▶ **Estratto del testo**
******************************

1) Attività della Commissione. Premessa.
L'approfondimento relativo alla situazione della provincia di Messina è stato effettuato attraverso l'audizione del prefetto, dottor Francesco Alecci, del questore, dottor Vincenzo Mauro; del presidente della provincia, dottor Giovanni Ricevuto, e del sindaco di Messina, dottor Giuseppe Buzzanca.
Sono stati inoltre auditi i magistrati: il dottor Antonio Cassata, procuratore generale presso la corte d'appello di Messina, il dottor Guido Lo Forte, procuratore della Repubblica presso il tribunale di Messina, il dottor Salvatore De Luca, procuratore della Repubblica presso il tribunale di Barcellona Pozzo di Gotto.
Peraltro il dottor Lo Forte e il dottor De Luca sono stati sentiti in occasione di entrambe le missioni organizzate dalla Commissione in Sicilia.

******************************

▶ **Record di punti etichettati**
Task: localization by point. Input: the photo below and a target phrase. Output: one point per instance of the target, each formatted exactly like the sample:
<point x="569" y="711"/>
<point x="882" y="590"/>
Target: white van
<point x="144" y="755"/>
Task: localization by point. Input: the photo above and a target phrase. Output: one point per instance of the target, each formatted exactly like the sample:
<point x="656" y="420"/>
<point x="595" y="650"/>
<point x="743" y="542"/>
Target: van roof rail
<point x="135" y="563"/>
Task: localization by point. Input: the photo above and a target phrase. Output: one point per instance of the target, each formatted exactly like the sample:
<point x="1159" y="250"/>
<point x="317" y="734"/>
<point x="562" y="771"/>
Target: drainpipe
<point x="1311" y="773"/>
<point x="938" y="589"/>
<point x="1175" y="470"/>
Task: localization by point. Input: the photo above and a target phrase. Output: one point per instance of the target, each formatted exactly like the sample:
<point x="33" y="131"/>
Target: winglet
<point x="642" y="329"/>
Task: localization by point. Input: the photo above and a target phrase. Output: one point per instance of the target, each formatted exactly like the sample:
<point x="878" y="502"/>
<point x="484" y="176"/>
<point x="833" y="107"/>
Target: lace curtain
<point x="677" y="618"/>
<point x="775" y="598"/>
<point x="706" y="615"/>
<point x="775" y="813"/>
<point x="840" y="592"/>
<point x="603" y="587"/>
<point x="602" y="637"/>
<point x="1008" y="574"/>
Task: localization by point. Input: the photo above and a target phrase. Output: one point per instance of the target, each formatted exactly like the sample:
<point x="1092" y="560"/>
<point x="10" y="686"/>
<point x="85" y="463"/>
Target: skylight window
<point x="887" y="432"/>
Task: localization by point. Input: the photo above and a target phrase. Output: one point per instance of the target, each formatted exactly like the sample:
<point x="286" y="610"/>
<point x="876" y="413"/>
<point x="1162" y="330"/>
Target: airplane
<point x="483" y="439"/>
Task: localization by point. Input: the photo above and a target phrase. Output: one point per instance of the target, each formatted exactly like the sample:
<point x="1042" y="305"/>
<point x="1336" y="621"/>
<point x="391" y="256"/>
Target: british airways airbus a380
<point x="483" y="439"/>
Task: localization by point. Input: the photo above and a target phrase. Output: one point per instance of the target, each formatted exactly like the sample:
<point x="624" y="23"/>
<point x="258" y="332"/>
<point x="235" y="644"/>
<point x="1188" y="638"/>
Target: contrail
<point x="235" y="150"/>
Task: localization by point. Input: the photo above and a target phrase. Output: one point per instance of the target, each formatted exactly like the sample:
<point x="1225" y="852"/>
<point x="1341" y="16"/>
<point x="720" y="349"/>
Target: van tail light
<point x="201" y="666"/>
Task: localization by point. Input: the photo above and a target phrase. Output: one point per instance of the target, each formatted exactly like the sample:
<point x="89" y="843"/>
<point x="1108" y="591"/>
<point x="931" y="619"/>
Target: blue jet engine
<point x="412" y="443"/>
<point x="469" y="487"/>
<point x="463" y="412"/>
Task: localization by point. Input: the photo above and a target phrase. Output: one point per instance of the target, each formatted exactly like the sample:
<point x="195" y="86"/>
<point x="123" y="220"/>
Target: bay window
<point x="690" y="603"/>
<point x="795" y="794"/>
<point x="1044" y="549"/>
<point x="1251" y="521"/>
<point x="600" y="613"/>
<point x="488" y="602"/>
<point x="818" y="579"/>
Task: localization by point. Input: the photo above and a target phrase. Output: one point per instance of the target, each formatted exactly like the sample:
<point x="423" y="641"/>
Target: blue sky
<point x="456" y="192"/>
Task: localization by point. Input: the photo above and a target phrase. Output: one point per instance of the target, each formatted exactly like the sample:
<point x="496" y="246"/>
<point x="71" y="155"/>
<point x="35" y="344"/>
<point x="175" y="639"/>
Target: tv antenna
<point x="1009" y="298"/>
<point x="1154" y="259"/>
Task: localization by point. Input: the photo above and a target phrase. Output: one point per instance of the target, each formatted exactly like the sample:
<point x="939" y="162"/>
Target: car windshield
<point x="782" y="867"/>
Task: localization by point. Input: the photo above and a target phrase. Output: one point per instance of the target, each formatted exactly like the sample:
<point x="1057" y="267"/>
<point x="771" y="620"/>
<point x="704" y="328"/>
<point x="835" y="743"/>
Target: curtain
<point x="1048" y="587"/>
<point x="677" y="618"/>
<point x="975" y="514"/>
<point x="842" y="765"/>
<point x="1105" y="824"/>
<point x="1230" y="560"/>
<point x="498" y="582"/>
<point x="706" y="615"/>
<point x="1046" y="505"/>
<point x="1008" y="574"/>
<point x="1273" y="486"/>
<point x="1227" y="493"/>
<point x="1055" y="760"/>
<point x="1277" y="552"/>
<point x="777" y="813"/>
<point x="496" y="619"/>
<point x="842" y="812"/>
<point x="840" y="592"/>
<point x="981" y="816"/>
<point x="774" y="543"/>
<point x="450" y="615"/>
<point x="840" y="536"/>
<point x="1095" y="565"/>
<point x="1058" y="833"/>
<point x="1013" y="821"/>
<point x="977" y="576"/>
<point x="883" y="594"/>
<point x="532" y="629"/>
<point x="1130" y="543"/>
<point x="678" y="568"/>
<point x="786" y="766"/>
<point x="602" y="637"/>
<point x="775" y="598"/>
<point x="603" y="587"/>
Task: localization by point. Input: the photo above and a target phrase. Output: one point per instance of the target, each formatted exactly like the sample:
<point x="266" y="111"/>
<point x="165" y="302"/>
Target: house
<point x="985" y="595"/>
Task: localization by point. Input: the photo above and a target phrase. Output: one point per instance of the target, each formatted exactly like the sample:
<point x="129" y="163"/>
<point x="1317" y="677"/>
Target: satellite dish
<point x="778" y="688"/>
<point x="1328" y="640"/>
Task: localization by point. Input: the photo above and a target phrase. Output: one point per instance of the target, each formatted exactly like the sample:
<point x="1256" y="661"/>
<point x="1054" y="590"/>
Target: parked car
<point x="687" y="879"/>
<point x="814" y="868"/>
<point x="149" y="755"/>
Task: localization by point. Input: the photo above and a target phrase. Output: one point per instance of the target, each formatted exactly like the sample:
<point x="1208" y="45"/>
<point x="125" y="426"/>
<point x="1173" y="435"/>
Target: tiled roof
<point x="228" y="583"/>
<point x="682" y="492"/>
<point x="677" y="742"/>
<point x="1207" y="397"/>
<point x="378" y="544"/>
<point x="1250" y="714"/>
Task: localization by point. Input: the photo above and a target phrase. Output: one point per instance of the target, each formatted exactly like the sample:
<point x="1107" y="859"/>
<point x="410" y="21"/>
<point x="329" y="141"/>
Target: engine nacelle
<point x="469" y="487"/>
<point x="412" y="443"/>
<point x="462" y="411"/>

******************************

▶ **Descrizione dell'esercizio**
Traduci in inglese questa frase dell'estratto del testo: «Peraltro il dottor Lo Forte e il dottor De Luca sono stati sentiti in occasione di entrambe le missioni organizzate dalla Commissione in Sicilia.» Per rispondere basati soltanto sull'estratto del testo.

▶ **Risultato dell'esercizio**
Moreover, Dr. Lo Forte and Dr. De Luca were heard during both of the missions organized by the Commission in Sicily.